__Work instructions__. Please copy every one of the rows below word for word, leaving out the pictures.

Point annotations for the photos:
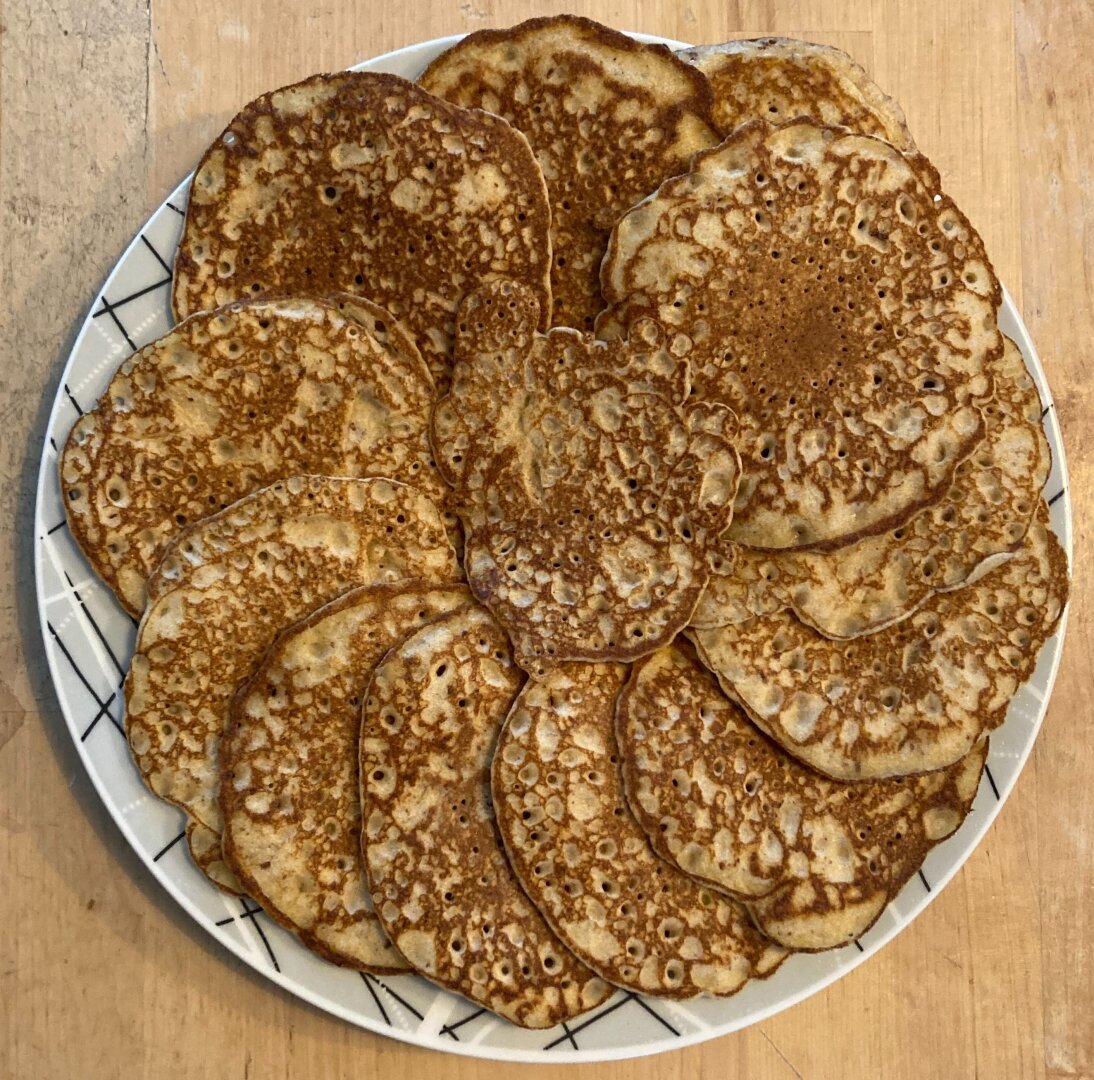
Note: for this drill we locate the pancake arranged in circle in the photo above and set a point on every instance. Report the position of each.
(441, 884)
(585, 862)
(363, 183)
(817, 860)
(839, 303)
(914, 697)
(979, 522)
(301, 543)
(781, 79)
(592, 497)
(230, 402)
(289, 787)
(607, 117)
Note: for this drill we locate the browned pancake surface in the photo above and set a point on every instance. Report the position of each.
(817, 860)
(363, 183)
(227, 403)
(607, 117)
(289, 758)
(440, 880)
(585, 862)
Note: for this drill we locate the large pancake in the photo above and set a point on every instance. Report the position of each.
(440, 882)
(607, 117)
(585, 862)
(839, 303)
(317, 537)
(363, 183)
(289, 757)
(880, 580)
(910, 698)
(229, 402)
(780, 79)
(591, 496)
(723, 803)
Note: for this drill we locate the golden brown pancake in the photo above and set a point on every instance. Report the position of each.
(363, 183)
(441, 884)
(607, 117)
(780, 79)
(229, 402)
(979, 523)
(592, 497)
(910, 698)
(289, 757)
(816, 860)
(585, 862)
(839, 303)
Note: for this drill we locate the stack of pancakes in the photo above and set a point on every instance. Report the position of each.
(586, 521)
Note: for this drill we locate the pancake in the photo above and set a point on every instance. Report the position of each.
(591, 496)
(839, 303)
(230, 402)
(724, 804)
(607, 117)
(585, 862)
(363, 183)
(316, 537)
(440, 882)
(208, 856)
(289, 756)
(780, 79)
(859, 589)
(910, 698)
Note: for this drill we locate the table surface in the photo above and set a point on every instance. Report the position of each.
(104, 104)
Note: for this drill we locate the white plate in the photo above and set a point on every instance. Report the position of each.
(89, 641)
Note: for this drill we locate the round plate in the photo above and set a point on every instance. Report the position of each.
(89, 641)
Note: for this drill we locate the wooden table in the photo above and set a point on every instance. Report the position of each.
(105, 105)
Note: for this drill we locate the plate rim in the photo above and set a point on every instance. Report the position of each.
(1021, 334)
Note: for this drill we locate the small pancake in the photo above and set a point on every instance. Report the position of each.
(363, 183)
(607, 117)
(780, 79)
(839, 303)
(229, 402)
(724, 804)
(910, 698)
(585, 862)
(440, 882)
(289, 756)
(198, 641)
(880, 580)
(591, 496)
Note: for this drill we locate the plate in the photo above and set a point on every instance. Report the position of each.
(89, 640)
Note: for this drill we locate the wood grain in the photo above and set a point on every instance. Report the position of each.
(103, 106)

__Answer to the task__.
Note: for this drill we locate the pancake arranged in circle in the photo above and set a point on every instance. Report the position of each.
(441, 884)
(585, 862)
(363, 183)
(817, 860)
(839, 303)
(914, 697)
(979, 522)
(301, 543)
(781, 79)
(592, 497)
(230, 402)
(289, 787)
(607, 117)
Note: for this drill we locate the browned pancake surface in the photo above and set a point on every instance. Report the position of each.
(817, 860)
(363, 183)
(227, 403)
(607, 117)
(289, 758)
(440, 880)
(585, 862)
Note: for this drill we locate the large pancake in the photo above and set a point on every instance. Report the position of each.
(440, 882)
(607, 117)
(585, 862)
(839, 303)
(317, 537)
(363, 183)
(289, 757)
(880, 580)
(910, 698)
(229, 402)
(780, 79)
(591, 496)
(723, 803)
Note: for this drill we locate the golden brown pancake in the photo above and set a point on every instance. Report the position of each.
(363, 183)
(441, 884)
(607, 117)
(780, 79)
(229, 402)
(979, 523)
(592, 497)
(910, 698)
(289, 757)
(816, 860)
(585, 862)
(839, 303)
Note: for this drill we locate the stack of pancakes in the photo above and set a point on every instance. Report the position of each.
(586, 521)
Note: for this drill we locate the pancake in the photo above and set a point on every instance. Report the position of each.
(591, 496)
(839, 303)
(230, 402)
(724, 804)
(607, 117)
(585, 862)
(363, 183)
(316, 537)
(440, 882)
(208, 856)
(289, 756)
(780, 79)
(859, 589)
(910, 698)
Note: for this drill we locate the table surface in the photo above and set a point on every instance. Report the position of each.
(104, 104)
Note: for this drill we locate the white plate in the photo above and set a point on every instance. Report the position of each.
(89, 641)
Note: for this drill we locate the round plate in the photo above and set a point on every instance. Report the position of each.
(89, 641)
Note: for this drill we locate the wooden table in the photo above and set a point on every instance. Report the position of each.
(105, 105)
Note: for this drill we locate the plate rim in the photo above and set a point on every instance. Report the position of each.
(1021, 334)
Note: for this drill we locate the small pancake in the photo above and set a point on every instance. Report the position of each.
(363, 183)
(607, 117)
(780, 79)
(839, 303)
(229, 402)
(724, 804)
(910, 698)
(585, 862)
(440, 882)
(289, 756)
(198, 641)
(880, 580)
(591, 496)
Note: for this drill we locate the plate in the photo above and set a point on every instance. Report the position of each.
(89, 640)
Note: for this drill we locate the wood grain in the photo above and set a point on every instance. Report the position of each.
(103, 106)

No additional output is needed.